### ITEMS:
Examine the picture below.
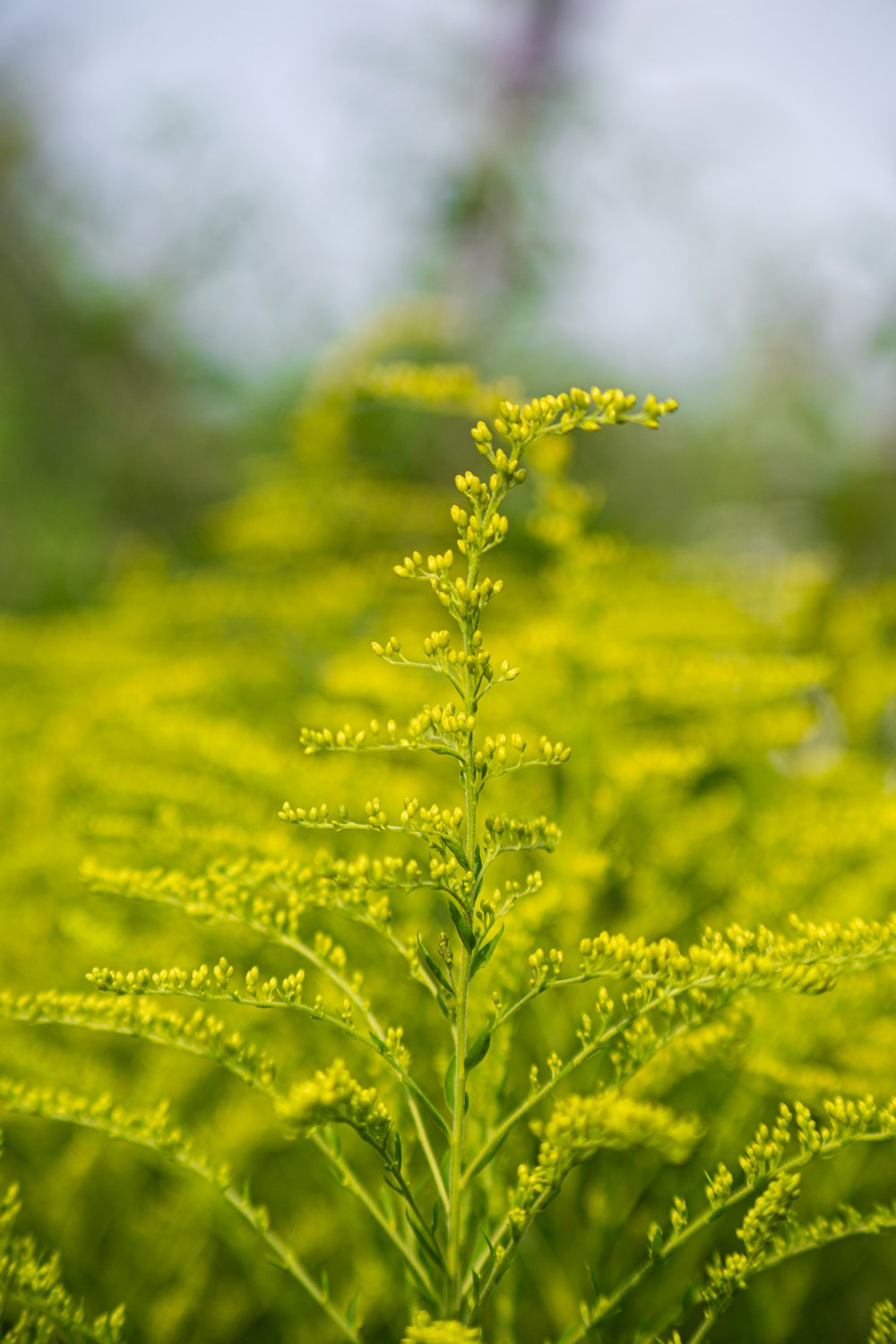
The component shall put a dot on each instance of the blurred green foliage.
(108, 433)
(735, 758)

---

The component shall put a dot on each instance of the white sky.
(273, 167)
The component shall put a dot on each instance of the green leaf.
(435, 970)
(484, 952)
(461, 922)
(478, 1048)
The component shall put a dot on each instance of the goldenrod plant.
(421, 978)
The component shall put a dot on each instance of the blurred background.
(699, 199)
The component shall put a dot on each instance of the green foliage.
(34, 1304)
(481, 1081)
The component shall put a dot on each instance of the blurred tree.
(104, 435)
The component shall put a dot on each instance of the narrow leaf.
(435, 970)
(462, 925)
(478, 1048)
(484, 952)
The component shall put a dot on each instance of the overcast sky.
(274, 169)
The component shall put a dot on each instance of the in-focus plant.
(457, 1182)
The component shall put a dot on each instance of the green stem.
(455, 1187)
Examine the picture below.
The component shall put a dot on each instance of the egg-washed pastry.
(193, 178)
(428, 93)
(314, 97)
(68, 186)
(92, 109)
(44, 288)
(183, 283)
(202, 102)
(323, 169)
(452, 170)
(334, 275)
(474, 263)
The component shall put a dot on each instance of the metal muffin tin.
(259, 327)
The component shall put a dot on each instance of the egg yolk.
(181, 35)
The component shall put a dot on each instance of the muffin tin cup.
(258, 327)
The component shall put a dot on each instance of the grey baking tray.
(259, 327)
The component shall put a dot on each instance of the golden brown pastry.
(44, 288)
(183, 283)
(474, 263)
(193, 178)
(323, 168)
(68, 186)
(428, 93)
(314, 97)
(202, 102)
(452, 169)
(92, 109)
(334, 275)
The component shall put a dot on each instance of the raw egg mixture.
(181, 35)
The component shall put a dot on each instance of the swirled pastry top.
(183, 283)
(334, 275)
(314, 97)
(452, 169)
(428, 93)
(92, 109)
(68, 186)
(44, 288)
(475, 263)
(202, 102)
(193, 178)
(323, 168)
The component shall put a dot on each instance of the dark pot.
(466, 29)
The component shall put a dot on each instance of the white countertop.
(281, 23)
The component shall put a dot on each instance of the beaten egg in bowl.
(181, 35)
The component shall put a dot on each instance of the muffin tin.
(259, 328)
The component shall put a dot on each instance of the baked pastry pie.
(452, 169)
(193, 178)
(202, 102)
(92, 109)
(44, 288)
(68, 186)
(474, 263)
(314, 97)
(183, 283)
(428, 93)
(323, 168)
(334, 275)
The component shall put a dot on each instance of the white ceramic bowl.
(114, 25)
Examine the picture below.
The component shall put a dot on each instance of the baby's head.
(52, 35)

### GOAL:
Please rewrite the part that opens with the row containing "the overcast sky." and closes with the row containing "(455, 1187)", keeping the requests and scaling every point coordinate in the answers by 1.55, rounded to whole numbers with halves going up. Return only that part.

### EXERCISE RESPONSE:
The component shall put a dot on each instance of the overcast sky.
(425, 262)
The component shall put a dot on each instance of the in-focus plant.
(708, 1832)
The component shall put a dot on each instance of the green stem.
(705, 1840)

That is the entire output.